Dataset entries
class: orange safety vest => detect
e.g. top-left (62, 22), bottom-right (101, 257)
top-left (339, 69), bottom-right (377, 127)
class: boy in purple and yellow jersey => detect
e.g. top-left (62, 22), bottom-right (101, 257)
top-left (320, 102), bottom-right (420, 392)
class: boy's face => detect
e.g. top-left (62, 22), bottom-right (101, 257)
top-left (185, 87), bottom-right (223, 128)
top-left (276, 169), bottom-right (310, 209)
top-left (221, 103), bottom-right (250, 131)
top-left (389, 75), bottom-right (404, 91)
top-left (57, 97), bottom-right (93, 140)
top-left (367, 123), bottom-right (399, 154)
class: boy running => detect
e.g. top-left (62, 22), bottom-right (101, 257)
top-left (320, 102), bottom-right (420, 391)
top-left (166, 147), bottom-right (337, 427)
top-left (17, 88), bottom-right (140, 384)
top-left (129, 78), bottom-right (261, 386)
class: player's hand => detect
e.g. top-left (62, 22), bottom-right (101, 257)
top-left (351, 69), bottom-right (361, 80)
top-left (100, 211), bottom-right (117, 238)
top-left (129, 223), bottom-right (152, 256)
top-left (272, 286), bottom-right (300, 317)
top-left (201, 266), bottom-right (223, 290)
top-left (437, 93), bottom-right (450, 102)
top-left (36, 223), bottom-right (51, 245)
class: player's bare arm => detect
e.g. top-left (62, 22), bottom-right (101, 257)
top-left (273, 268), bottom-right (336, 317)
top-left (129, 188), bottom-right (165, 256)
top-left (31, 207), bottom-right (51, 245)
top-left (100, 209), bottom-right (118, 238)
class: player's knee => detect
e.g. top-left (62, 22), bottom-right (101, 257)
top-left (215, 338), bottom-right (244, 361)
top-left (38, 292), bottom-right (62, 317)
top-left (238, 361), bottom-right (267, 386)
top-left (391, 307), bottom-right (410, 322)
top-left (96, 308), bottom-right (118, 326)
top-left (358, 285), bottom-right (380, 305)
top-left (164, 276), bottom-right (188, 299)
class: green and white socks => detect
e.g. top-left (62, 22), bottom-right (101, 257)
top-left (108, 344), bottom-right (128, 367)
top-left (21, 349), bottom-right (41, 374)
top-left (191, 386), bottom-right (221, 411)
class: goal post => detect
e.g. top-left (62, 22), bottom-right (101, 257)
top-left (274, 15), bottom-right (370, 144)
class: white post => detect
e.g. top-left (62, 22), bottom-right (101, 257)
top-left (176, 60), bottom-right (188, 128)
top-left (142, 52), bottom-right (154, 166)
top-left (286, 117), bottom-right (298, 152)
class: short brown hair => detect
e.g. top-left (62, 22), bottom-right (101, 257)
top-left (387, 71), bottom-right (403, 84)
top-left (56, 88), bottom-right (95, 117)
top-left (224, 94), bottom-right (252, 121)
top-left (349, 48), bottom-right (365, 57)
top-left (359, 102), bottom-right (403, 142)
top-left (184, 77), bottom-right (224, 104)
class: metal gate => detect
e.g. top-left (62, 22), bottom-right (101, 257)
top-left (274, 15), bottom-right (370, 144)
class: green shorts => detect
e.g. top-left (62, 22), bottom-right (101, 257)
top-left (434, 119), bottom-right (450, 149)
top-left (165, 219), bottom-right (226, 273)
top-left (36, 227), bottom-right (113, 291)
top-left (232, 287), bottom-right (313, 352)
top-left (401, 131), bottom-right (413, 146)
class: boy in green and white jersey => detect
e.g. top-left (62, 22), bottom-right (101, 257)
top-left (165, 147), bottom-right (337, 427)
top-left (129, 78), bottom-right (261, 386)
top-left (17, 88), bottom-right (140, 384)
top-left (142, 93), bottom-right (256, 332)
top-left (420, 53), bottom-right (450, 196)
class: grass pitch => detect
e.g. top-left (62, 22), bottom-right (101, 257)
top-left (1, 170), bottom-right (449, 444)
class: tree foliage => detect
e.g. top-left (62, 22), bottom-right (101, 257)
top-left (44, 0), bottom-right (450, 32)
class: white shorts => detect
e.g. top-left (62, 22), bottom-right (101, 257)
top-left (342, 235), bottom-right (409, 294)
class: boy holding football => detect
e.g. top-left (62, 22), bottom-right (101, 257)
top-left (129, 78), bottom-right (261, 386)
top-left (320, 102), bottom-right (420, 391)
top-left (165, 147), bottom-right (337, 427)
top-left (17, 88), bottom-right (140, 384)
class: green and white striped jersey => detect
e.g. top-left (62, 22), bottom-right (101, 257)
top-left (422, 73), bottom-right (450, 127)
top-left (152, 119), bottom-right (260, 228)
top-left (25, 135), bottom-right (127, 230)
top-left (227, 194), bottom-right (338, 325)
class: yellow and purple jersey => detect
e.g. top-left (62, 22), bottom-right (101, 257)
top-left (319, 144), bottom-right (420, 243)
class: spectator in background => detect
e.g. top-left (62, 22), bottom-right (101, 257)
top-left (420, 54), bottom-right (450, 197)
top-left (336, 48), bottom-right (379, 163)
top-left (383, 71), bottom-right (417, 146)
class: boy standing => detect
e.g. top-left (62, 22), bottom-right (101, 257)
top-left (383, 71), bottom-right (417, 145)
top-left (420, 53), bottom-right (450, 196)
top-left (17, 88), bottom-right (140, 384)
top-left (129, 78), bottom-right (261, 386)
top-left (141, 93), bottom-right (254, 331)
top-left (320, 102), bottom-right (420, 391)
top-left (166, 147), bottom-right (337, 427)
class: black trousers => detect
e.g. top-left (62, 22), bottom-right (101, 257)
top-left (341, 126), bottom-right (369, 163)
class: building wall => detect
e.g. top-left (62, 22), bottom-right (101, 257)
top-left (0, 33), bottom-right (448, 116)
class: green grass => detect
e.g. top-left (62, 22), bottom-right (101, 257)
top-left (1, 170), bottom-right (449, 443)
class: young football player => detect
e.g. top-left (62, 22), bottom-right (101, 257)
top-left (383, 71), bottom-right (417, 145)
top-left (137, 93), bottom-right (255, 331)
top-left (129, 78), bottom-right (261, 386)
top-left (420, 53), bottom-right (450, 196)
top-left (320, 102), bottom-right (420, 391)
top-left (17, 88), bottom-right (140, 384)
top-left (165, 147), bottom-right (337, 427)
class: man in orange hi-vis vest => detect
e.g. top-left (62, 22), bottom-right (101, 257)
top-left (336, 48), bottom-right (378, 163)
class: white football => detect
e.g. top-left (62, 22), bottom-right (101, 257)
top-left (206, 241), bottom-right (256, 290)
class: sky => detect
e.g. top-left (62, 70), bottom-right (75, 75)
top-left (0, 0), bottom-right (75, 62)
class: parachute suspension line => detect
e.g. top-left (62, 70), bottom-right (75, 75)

— Task brief —
A complete answer reproduces every line of the records in which the word "vest" occurs.

— Solved problem —
class: orange safety vest => detect
class: man in orange hi-vis vest => detect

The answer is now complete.